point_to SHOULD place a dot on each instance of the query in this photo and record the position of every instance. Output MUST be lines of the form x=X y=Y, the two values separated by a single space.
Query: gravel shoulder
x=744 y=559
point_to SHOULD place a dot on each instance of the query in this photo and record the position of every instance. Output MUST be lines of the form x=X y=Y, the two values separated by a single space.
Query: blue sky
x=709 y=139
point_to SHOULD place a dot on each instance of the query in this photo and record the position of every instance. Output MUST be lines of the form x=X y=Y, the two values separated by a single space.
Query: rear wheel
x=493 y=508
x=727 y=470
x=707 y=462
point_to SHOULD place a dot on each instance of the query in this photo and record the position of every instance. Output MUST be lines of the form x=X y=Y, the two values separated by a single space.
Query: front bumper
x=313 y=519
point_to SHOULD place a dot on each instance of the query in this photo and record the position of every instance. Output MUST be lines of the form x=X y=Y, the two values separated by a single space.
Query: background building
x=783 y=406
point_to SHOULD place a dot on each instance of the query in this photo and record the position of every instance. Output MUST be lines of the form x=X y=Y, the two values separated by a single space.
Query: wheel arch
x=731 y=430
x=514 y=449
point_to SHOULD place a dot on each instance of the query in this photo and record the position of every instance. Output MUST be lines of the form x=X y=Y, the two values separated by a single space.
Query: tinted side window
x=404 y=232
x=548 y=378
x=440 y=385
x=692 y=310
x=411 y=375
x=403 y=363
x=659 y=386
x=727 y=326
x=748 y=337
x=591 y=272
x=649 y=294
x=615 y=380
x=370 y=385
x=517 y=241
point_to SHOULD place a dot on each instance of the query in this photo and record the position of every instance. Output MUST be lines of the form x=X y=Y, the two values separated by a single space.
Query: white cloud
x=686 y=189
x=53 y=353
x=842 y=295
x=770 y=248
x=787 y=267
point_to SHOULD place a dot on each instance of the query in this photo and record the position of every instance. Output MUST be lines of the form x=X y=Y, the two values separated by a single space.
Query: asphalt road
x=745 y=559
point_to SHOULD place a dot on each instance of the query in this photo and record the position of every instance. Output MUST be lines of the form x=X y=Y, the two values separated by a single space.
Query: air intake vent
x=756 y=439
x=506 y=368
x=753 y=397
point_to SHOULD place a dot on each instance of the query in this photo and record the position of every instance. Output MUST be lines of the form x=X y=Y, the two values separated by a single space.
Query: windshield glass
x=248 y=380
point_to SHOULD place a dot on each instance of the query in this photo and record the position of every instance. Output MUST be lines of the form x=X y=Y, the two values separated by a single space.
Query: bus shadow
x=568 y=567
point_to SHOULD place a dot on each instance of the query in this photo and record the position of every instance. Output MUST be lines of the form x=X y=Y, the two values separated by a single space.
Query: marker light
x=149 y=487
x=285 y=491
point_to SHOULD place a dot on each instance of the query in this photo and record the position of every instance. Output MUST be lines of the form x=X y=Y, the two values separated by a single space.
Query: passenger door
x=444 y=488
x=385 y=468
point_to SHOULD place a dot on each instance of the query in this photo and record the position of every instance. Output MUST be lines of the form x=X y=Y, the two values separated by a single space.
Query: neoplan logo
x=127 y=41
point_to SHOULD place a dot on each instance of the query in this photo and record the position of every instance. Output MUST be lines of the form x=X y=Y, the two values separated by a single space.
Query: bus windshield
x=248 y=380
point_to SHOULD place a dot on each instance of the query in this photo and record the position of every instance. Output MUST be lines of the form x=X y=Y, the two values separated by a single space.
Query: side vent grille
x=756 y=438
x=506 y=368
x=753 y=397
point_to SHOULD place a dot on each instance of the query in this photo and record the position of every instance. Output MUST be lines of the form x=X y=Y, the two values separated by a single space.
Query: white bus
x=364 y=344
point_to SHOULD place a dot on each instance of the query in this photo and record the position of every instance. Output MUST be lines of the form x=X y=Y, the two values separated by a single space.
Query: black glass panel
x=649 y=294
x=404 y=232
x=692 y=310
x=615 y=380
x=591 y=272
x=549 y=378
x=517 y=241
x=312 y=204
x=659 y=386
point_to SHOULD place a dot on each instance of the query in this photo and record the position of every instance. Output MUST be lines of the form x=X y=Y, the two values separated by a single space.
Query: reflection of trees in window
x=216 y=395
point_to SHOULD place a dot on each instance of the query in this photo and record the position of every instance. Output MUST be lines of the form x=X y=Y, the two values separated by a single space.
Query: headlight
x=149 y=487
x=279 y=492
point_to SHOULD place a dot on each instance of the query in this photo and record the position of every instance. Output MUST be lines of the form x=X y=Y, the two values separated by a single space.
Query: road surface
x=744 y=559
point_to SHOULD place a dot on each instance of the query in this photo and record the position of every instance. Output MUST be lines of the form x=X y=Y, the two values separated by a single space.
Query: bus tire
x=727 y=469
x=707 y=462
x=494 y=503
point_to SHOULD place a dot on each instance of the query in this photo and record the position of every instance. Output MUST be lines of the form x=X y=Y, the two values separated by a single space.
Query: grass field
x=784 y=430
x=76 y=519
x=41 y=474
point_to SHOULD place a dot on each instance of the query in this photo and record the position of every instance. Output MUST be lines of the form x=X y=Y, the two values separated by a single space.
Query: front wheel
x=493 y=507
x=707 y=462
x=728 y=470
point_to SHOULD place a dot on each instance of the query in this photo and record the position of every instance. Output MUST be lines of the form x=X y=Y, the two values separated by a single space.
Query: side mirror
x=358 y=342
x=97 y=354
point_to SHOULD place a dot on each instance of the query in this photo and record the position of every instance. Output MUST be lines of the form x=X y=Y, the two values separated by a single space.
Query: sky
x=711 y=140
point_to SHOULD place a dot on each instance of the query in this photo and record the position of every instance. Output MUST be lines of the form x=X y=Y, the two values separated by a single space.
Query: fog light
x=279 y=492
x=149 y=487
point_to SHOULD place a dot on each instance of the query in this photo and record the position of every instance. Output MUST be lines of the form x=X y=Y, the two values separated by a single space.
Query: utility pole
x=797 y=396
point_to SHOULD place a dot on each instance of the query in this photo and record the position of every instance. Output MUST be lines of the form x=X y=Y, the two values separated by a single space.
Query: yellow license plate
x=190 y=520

##############################

What is expected: Line by line, transcribe the material above without leaving anything out.

Task answer:
point_to SHOULD place a dot on each instance of the query in this photo and record the position of every instance. Output MUST be lines of the form x=X y=Y, the two values separated by a single space.
Query: gravel shoulder
x=744 y=559
point_to SHOULD place a dot on each instance of the query in this photo and record the position of every instance. Output MUST be lines of the form x=X y=Y, the two values separated by a single space.
Query: blue sky
x=709 y=139
point_to SHOULD place a dot on each instance of the query in this photo and record the position of every instance. Output MUST be lines of the form x=X y=Y, the two values separated by a single space.
Query: rear wheel
x=493 y=508
x=727 y=470
x=707 y=462
point_to SHOULD place a dot on each instance of the query in this photo and record the position of every instance. Output MUST be lines of the form x=X y=Y, the two values separated by a single space.
Query: front bumper
x=313 y=519
point_to SHOULD place a dot on each instance of the query in this photo and record the position of every instance. Output MUST be lines of the form x=X y=Y, the two values separated by a single space.
Query: background building
x=783 y=406
point_to SHOULD place a dot on each instance of the query in this photo and record the position of every instance. Output MUST be lines of the form x=X y=Y, the two values separated by a single space.
Query: wheel arch
x=731 y=430
x=514 y=449
point_to SHOULD place a dot on each instance of the query in this photo and record the position of every instance. Output MUST be lines of the form x=X y=Y, the two values separated by a single space.
Query: tinted side window
x=404 y=232
x=548 y=378
x=440 y=385
x=692 y=310
x=411 y=375
x=403 y=363
x=659 y=386
x=727 y=326
x=748 y=337
x=591 y=272
x=649 y=294
x=615 y=380
x=370 y=385
x=517 y=241
point_to SHOULD place a dot on each instance of the query in this photo and record the position of every instance. Output MUST be lines of the form x=X y=Y, the two values separated by a single space.
Query: white cloud
x=686 y=189
x=53 y=353
x=842 y=295
x=770 y=248
x=787 y=267
point_to SHOULD place a dot on each instance of the query in this photo and record the position of every instance. Output MUST be lines of the form x=X y=Y, the two values separated by a single space.
Query: asphalt road
x=745 y=559
point_to SHOULD place a dot on each instance of the query in this photo and record the position of every instance. Output MUST be lines of the form x=X y=Y, the two values separated by a single space.
Query: air intake vent
x=756 y=439
x=506 y=368
x=753 y=397
point_to SHOULD place a dot on each instance of the query in this photo and record the position of every instance. Output MUST be lines of the form x=X y=Y, the two values separated by a single space.
Query: windshield glass
x=248 y=380
point_to SHOULD place a dot on each instance of the query in this photo and record the position of every instance. Output MUST be lines of the form x=X y=Y, the two values separated by a single space.
Query: bus shadow
x=568 y=567
point_to SHOULD place a dot on each instance of the query in this photo and record the position of every instance. Output MUST be lines of the form x=X y=Y, the two values separated by a single space.
Query: marker light
x=149 y=487
x=285 y=491
point_to SHOULD place a dot on each instance of the query in this photo and record the position of every instance. Output MUST be lines of the form x=X y=Y, the two values separated by a single space.
Query: passenger door
x=444 y=488
x=385 y=468
point_to SHOULD place a dot on each instance of the query in this photo and record the position of every instance. Output MUST be lines of the form x=X y=Y, the two values separated by a single space.
Query: neoplan logo
x=127 y=41
point_to SHOULD place a dot on each instance of the query in this photo and record the position of every instance. Output MUST be lines of the form x=X y=Y, the two values separated by a single space.
Query: bus windshield
x=248 y=380
point_to SHOULD place a dot on each instance of the query in this photo and record the position of every instance. Output MUST be lines of the form x=X y=Y, the two values separated by a single space.
Query: side vent grille
x=756 y=438
x=506 y=368
x=753 y=397
point_to SHOULD place a dot on each instance of the query in this photo and record the position of every instance. Output MUST be lines of the form x=X y=Y, the two values separated by a single space.
Query: white bus
x=364 y=344
point_to SHOULD place a dot on each instance of the query in this photo and record the position of every instance. Output MUST be lines of the form x=X y=Y, the two values separated by a single space.
Query: black glass panel
x=649 y=294
x=404 y=232
x=692 y=310
x=615 y=380
x=591 y=272
x=549 y=378
x=517 y=241
x=312 y=204
x=659 y=386
point_to SHOULD place a dot on each instance of the query in this photo and record the position of every instance. Output MUST be lines of the form x=X y=Y, the two values separated by a single space.
Query: reflection of trees in window
x=216 y=395
point_to SHOULD place a dot on each instance of the query in this photo and record the position of every instance. Output MUST be lines of the form x=X y=Y, the two values separated by a single space.
Query: headlight
x=149 y=487
x=279 y=492
point_to SHOULD place a dot on each instance of the query in this photo and record the position of every instance. Output MUST be lines of the form x=X y=Y, the two values separated by a single space.
Query: road surface
x=744 y=559
point_to SHOULD place a dot on each instance of the query in this photo and record the position of every instance. Output MUST be lines of the form x=X y=Y, the two values separated by a single space.
Query: bus tire
x=727 y=469
x=707 y=462
x=494 y=503
point_to SHOULD place a dot on each instance of the query in this photo and record the position of every instance. Output MUST be lines of the form x=X y=Y, the two values separated by a single space.
Query: grass field
x=784 y=430
x=76 y=519
x=41 y=474
point_to SHOULD place a dot on each instance of the query in this photo and record the position of every instance. Output MUST be lines of the form x=X y=Y, the two values separated by a single space.
Query: front wheel
x=493 y=507
x=707 y=462
x=728 y=470
point_to SHOULD place a dot on each instance of the query in this photo and record the position of every instance. Output MUST be lines of the form x=X y=Y, the two values separated by a single space.
Query: side mirror
x=358 y=342
x=97 y=354
point_to SHOULD place a dot on each instance of the query in this photo and record the position of every instance. Output MUST be lines of the form x=X y=Y, the two values separated by a single space.
Query: sky
x=711 y=140
point_to SHOULD place a dot on each instance of the query in this photo and record the position of every instance. Output MUST be lines of the form x=X y=Y, the two values separated by a single space.
Query: fog light
x=279 y=492
x=149 y=487
point_to SHOULD place a dot on each instance of the query in this photo and record the position of every instance. Output MUST be lines of the form x=X y=Y, the two values separated by a single space.
Query: utility pole
x=797 y=396
point_to SHOULD place a dot on each instance of the query in this photo and record the position of every instance. Output MUST be lines of the form x=X y=Y, the two values separated by a single space.
Query: yellow license plate
x=190 y=520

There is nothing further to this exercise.